--- Text section ---

The Inca made offerings of cups of gold and silver to the apus and settled people around Misti, people who would continue the mountain veneration. Some communities practised cranial deformation in infants, shaping skulls to resemble the volcano. Some accounts characterised Misti as an aggressive mountain that was always demanding sacrifices, and in colonial times, one pilgrimage was held, aiming at exorcising the volcano. After the Spanish conquest, the mountain was consecrated to St. Francis. According to the Jesuit College of Arequipa, "Indian sorcerers" thought that Huaynaputina volcano had asked Misti for assistance in expelling the Spaniards; Misti, the story says, refused, claiming it was already Christianised, so Huaynaputina had proceeded alone. During episodes of increased activity, the inhabitants of Arequipa carried out religious ceremonies, including public penance and flagellations, to appease the volcano. A group of converts and Franciscans in 1600 climbed Misti and threw saints' relics and a cross into its crater to calm the volcano. Another expedition was launched in 1784, after an earthquake had destroyed Arequipa, and planted a cross on the summit. This cross was replaced twice: first a decade later and then in 1900 as a celebration of the new century. The cross on the summit of Misti supposedly protects the city. Religious ceremonies continue to be carried out on the volcano. Some geologists reportedly make offerings to the volcano before beginning fieldwork. Local farmers believe that offerings to Misti lead to the birth of boys, while offerings to Chachani lead to the birth of girls.

--- Listed entries ---

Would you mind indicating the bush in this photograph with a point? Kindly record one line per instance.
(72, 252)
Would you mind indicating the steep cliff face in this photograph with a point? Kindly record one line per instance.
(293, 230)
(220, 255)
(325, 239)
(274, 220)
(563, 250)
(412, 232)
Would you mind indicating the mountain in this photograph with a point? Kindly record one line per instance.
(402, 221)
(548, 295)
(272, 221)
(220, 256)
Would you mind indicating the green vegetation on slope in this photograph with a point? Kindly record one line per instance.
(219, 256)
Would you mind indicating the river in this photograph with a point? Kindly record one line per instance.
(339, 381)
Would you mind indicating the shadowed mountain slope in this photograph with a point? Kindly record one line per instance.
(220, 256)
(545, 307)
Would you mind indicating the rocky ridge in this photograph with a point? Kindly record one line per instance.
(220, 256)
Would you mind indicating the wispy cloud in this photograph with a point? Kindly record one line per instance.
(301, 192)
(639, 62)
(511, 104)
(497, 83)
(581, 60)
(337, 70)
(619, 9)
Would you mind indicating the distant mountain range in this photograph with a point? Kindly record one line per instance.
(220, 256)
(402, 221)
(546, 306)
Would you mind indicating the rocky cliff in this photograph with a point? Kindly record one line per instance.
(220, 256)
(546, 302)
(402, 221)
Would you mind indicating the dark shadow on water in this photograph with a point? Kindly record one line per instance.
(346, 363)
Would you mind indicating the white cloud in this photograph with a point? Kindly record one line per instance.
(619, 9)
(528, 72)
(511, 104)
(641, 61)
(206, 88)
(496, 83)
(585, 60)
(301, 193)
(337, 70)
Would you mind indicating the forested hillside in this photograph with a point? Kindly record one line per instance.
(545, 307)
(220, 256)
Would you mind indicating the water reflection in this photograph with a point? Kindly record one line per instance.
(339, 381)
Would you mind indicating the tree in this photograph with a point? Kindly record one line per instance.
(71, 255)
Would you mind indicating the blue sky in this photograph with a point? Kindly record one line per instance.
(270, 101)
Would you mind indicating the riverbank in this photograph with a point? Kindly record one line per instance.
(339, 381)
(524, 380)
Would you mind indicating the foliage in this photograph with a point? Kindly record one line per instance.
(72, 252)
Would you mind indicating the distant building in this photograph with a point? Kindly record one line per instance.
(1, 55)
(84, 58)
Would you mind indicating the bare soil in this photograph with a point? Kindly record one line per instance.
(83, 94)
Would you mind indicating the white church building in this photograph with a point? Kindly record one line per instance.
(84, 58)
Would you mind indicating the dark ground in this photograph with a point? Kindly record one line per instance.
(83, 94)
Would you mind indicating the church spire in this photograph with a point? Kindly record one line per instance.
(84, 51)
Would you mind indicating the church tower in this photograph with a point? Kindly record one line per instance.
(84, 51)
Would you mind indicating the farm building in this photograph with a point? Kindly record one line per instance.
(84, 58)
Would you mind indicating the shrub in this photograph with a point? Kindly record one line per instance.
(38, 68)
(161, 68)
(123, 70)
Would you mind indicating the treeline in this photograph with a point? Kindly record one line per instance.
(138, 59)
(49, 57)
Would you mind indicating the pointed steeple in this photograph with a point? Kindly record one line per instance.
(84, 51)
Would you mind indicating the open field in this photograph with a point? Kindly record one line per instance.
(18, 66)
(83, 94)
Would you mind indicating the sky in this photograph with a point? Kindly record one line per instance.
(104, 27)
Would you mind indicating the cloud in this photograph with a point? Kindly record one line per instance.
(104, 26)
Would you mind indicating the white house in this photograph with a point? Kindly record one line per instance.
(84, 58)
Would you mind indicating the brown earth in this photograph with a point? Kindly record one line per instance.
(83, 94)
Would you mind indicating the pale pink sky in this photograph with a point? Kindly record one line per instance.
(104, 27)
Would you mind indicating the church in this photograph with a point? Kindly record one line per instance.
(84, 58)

---

**Action item:**
Answer these questions using the text on Misti:
1. After the Spanish conquest, to which saint was the mountain consecrated?
2. In what year did an expedition plant a cross on the summit after an earthquake destroyed Arequipa?
3. According to local farmers, what do offerings to Chachani lead to?

**Reply:**
1. St. Francis.
2. 1784.
3. The birth of girls.